### [Stated exercise]
Reproduce every line of the data below word for word, but leave out the pictures.

** BEGIN Data records **

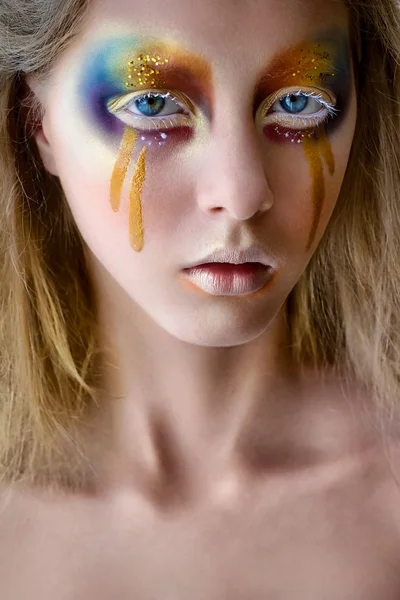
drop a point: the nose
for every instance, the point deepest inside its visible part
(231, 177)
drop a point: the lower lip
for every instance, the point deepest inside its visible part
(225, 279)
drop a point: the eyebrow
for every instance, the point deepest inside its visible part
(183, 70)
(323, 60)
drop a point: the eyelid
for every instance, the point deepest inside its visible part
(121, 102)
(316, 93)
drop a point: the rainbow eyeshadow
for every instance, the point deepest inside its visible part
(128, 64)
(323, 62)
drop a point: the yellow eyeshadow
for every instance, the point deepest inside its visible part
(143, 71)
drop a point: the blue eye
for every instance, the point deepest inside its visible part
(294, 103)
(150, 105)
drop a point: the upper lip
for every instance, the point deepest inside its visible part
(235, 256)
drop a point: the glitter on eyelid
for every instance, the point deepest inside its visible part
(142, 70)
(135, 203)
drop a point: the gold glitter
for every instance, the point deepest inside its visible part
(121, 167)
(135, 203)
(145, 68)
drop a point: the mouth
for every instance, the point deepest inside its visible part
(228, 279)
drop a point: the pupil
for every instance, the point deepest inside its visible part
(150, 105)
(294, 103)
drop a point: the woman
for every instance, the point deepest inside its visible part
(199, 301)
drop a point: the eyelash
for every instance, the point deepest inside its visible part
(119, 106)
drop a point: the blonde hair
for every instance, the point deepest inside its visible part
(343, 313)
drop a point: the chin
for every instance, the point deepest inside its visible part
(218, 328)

** END Data records **

### [Solution to the problem]
drop a point: the nose
for every instance, the point deepest inside its visible part
(231, 177)
drop a point: the lower lip
for every instance, the point deepest inside its visible part
(225, 279)
drop a point: the eyebrow
for every instance, the point deepest inside its visible part
(183, 70)
(323, 60)
drop a point: the eyelid
for every instance, the point deepest inside its visible part
(121, 102)
(316, 93)
drop a point: the rainbow eyeshadow
for every instance, the point deepest inside its visible part
(128, 64)
(323, 62)
drop a point: the yellow eyeshadow
for every instance, the point deepest inside its visible part
(143, 71)
drop a point: the blue eye
for every instance, the point deepest inside its visible part
(294, 103)
(150, 105)
drop a point: the upper lip
for every instance, the point deepest inside its visible part
(235, 256)
drop a point: the glitter on eyelid
for every instance, the point deepest inside its visible part
(142, 70)
(135, 203)
drop a point: the gold glitter
for every instance, the point deepest inside its visible part
(121, 167)
(135, 203)
(145, 68)
drop a point: the mouth
for every instance, the point deepest inside its visible part
(228, 279)
drop a point: the pupil
for every instance, the point deepest inside its visible part
(150, 105)
(294, 103)
drop a point: the woman
for every instance, the point deepest inside its visible part
(199, 301)
drop a point: the eyelash
for every instance, the point deepest inside its visible part
(119, 106)
drop a point: the blonde hair
for every instance, the point deepest inside its visible part
(343, 313)
drop a point: the chin
for every instance, the point deepest inside its visible part
(218, 328)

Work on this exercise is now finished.